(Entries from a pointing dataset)
----------

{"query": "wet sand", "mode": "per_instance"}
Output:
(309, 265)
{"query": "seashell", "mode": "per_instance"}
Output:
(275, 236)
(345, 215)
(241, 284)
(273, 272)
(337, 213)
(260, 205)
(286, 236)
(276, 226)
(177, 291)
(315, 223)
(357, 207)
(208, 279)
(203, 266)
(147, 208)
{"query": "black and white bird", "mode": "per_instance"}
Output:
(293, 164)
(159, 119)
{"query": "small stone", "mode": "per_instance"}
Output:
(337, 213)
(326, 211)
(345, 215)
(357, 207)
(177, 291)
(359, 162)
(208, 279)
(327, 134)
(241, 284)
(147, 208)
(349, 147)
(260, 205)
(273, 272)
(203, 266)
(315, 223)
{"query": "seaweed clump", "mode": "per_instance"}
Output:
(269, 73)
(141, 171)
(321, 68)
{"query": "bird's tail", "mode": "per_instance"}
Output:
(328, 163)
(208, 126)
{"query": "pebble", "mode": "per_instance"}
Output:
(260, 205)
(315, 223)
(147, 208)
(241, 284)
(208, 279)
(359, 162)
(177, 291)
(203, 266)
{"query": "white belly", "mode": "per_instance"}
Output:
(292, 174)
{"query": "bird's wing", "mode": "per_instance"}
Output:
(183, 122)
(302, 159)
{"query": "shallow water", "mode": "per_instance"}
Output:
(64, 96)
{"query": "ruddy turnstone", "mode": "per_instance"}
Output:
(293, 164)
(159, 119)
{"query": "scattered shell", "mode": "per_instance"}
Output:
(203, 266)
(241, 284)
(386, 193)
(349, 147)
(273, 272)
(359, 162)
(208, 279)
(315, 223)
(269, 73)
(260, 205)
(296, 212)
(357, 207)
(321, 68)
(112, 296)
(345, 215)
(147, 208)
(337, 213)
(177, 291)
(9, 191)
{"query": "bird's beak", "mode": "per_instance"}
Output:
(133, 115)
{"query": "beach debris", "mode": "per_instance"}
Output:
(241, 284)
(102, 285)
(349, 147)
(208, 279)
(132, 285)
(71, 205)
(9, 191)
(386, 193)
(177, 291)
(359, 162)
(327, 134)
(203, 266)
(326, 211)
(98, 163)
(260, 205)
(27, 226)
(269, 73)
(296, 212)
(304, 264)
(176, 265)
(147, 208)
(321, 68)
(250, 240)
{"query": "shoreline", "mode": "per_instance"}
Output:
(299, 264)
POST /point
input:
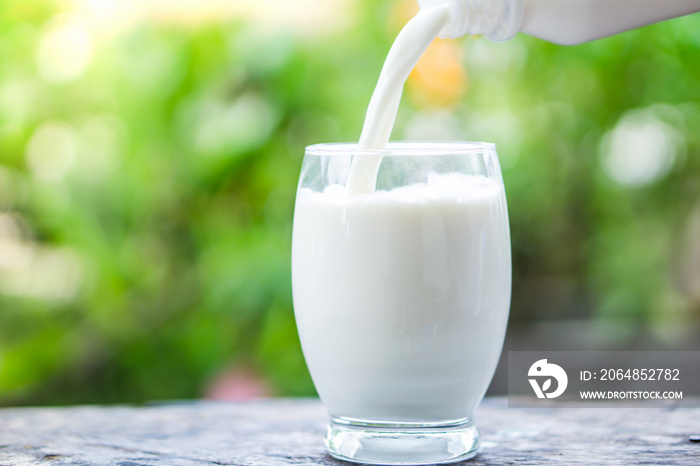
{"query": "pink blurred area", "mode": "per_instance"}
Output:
(237, 384)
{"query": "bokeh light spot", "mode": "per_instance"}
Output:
(640, 149)
(65, 50)
(51, 151)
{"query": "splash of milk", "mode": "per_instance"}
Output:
(407, 49)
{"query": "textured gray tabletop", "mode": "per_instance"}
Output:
(285, 432)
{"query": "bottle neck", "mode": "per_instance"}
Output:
(498, 20)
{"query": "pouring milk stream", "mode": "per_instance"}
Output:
(564, 22)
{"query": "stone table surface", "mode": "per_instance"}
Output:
(290, 431)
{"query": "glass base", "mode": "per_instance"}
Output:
(405, 444)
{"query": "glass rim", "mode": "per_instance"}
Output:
(403, 148)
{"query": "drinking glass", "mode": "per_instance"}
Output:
(401, 295)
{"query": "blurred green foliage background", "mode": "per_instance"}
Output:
(149, 154)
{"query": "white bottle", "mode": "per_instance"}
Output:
(565, 22)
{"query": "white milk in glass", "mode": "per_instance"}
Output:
(402, 296)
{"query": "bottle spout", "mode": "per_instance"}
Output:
(498, 20)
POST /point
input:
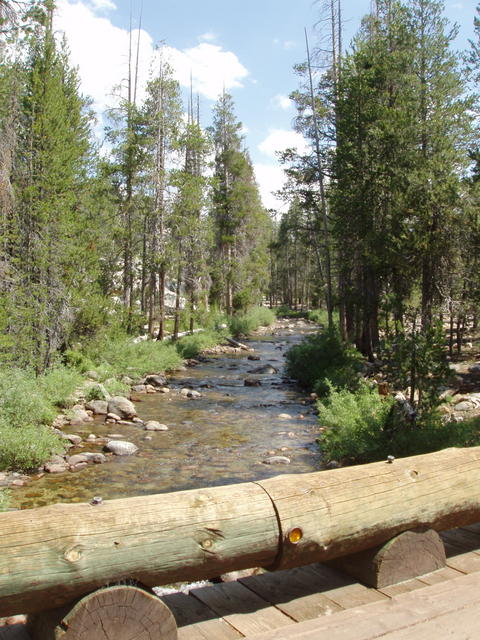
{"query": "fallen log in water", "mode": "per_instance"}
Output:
(51, 555)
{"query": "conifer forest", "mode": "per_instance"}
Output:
(155, 228)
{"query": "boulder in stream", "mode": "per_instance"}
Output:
(266, 368)
(153, 425)
(122, 407)
(121, 447)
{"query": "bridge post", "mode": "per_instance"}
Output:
(121, 612)
(409, 555)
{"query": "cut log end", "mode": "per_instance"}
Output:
(113, 613)
(408, 555)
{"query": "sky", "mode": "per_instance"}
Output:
(247, 46)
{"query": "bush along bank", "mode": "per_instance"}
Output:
(93, 380)
(367, 412)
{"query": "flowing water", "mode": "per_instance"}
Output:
(222, 437)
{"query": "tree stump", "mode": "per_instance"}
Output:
(408, 555)
(114, 613)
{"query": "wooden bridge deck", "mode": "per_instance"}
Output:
(317, 601)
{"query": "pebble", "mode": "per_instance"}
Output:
(277, 460)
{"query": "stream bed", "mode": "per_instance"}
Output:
(220, 438)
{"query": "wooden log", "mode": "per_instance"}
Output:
(335, 513)
(114, 613)
(408, 555)
(56, 554)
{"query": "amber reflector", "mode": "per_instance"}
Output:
(295, 535)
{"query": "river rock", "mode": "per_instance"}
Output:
(156, 380)
(190, 393)
(122, 407)
(277, 460)
(267, 368)
(56, 464)
(252, 382)
(79, 415)
(99, 407)
(121, 447)
(99, 392)
(77, 458)
(95, 458)
(153, 425)
(72, 438)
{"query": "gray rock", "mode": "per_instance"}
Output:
(122, 407)
(99, 392)
(99, 407)
(121, 447)
(464, 406)
(252, 382)
(72, 437)
(190, 393)
(277, 460)
(95, 458)
(156, 380)
(76, 458)
(267, 368)
(153, 425)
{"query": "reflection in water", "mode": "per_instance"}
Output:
(220, 438)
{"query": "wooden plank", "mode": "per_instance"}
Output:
(240, 607)
(377, 620)
(196, 621)
(465, 562)
(341, 589)
(463, 624)
(465, 540)
(441, 575)
(402, 587)
(294, 592)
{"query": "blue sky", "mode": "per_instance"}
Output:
(248, 45)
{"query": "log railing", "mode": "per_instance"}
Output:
(52, 555)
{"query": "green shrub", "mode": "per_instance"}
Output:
(59, 384)
(191, 346)
(25, 448)
(248, 322)
(355, 424)
(22, 400)
(321, 358)
(122, 356)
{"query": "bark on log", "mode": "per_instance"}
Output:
(408, 555)
(114, 613)
(55, 554)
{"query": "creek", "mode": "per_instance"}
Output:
(220, 438)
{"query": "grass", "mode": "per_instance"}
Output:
(27, 405)
(362, 426)
(244, 324)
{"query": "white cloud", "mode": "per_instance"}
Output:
(103, 5)
(270, 178)
(281, 139)
(210, 67)
(209, 36)
(100, 50)
(281, 102)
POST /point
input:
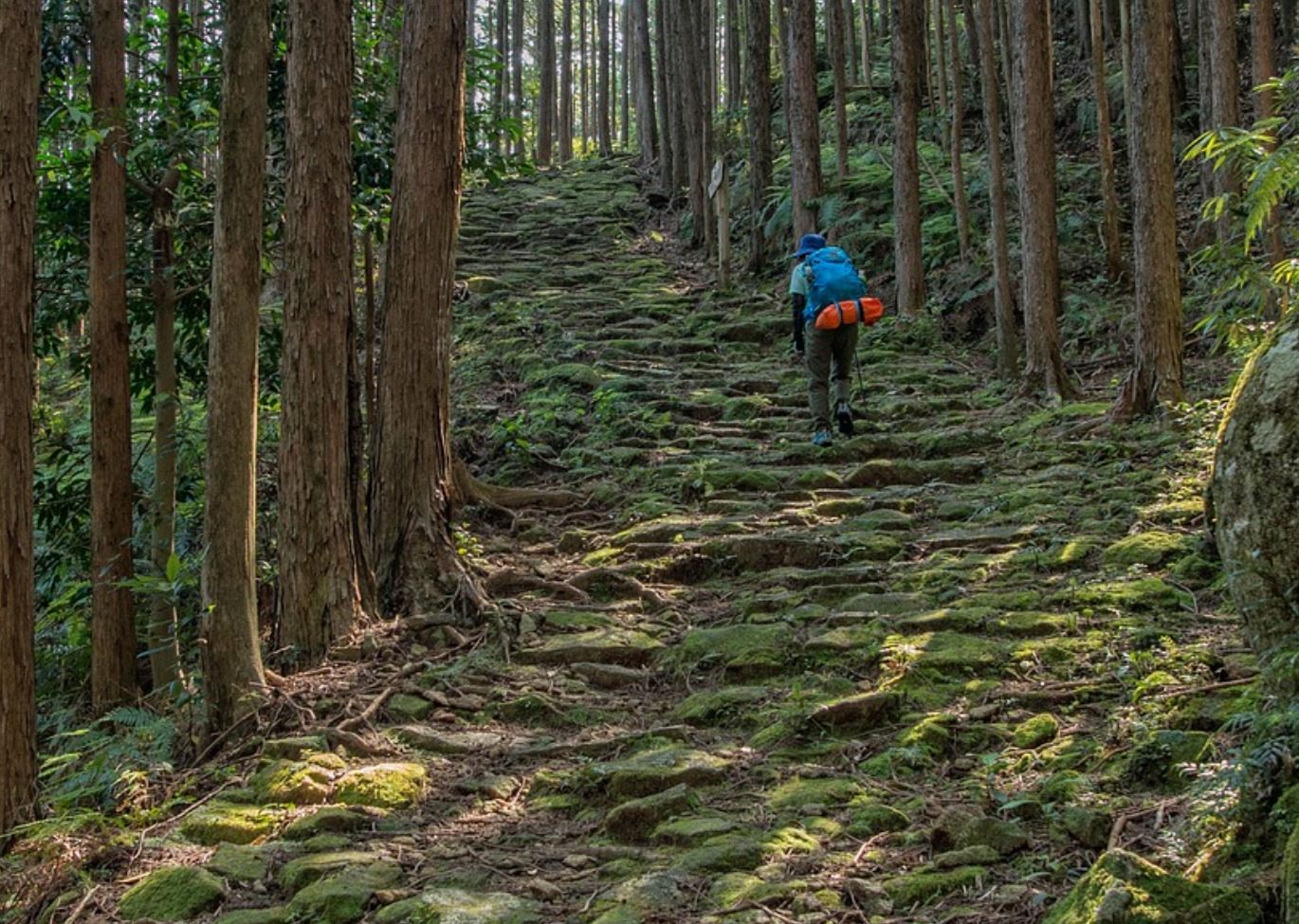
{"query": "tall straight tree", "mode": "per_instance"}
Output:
(836, 45)
(164, 645)
(1007, 335)
(686, 16)
(962, 209)
(320, 597)
(760, 150)
(1156, 374)
(411, 489)
(734, 59)
(567, 86)
(1034, 117)
(804, 115)
(642, 59)
(501, 87)
(1106, 144)
(231, 654)
(112, 618)
(20, 87)
(516, 70)
(546, 100)
(1226, 95)
(604, 97)
(908, 63)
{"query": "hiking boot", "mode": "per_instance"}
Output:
(843, 414)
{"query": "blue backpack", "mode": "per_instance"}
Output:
(832, 278)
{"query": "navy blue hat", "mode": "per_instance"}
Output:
(808, 243)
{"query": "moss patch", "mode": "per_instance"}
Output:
(1123, 886)
(172, 895)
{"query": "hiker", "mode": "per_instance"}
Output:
(825, 280)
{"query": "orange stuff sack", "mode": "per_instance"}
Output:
(853, 312)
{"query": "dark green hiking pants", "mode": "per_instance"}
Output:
(829, 360)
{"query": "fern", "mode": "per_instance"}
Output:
(102, 765)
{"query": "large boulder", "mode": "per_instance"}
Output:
(1255, 499)
(1123, 888)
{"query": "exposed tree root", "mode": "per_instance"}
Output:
(469, 489)
(512, 582)
(618, 583)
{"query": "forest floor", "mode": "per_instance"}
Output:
(926, 675)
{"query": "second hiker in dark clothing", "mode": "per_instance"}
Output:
(822, 278)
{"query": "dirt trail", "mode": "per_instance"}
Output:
(924, 675)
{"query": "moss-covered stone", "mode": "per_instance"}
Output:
(329, 819)
(343, 897)
(1123, 888)
(224, 823)
(294, 782)
(629, 648)
(1089, 826)
(1159, 759)
(239, 863)
(708, 706)
(923, 886)
(687, 832)
(386, 786)
(636, 819)
(406, 707)
(869, 817)
(278, 914)
(656, 770)
(460, 906)
(1155, 547)
(172, 895)
(1036, 731)
(799, 793)
(725, 643)
(302, 871)
(958, 828)
(725, 853)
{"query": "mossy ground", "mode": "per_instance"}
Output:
(961, 610)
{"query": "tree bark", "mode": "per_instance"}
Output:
(164, 645)
(647, 119)
(567, 87)
(414, 555)
(516, 72)
(803, 113)
(867, 28)
(734, 84)
(1034, 116)
(604, 99)
(836, 48)
(20, 87)
(1106, 144)
(546, 101)
(692, 90)
(232, 668)
(962, 209)
(1007, 334)
(1226, 98)
(501, 92)
(1253, 502)
(586, 76)
(908, 48)
(113, 619)
(320, 600)
(760, 148)
(1156, 375)
(1204, 56)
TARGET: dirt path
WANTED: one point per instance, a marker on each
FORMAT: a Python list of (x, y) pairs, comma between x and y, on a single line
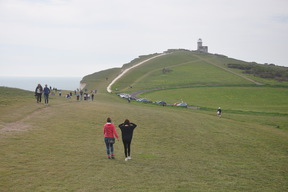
[(128, 69)]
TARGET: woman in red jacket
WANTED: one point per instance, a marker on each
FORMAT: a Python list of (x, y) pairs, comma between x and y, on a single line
[(109, 132)]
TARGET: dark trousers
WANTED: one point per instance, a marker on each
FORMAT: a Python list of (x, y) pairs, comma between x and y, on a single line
[(127, 149), (39, 97), (46, 96)]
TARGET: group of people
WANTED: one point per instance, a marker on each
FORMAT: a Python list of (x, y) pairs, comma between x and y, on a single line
[(110, 133), (39, 91)]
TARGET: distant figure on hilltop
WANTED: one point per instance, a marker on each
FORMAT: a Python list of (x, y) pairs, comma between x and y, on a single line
[(219, 112), (38, 93)]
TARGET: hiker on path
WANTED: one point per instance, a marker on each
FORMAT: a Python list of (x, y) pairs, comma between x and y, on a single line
[(219, 112), (46, 94), (109, 133), (38, 93), (127, 129)]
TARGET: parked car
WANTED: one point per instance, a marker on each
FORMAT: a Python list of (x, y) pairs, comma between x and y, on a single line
[(144, 100), (181, 104)]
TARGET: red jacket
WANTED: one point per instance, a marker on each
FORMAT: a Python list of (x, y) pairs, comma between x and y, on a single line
[(109, 130)]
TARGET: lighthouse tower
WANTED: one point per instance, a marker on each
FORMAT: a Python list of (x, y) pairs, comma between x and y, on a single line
[(200, 47), (199, 44)]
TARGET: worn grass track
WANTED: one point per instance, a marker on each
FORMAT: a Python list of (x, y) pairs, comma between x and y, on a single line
[(173, 149)]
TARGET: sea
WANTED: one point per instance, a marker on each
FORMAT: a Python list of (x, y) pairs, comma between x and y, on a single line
[(30, 83)]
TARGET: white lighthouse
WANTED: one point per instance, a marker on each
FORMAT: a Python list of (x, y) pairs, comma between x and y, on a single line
[(200, 47)]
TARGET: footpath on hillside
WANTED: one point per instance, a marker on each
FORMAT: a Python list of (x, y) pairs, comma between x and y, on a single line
[(128, 69)]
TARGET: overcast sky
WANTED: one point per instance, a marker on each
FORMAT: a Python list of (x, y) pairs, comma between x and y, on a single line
[(80, 37)]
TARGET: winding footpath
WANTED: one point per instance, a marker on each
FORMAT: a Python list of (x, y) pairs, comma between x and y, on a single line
[(128, 69)]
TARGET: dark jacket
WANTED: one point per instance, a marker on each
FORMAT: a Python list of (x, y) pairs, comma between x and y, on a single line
[(127, 130), (40, 90)]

----------

Task requirements: Only the lines from the one containing "TARGET: footpath on hillside" to the end of the listing belong in the output, each reproduced exactly.

The output:
TARGET: footpath on hillside
WANTED: one point per instance, a marker on each
FORMAT: a Python list of (x, y) pairs, comma between x and y, on a single line
[(128, 69)]
TARGET: overcast sky
WANTED: one point per instance, a marker on each
FORMAT: a Python list of (x, y) pairs, comma between x and y, on a single line
[(80, 37)]
TARGET: winding footpath
WANTED: one point per instance, a marker on each
FORMAT: a Python list of (x, y) pairs, comma between x and y, on a single line
[(128, 69)]
TARGET: dark jacket
WANTED: one point per instance, a marker on each
FORMAT: a Python list of (x, y) pairs, comma between x and y, on a single line
[(127, 130), (40, 90)]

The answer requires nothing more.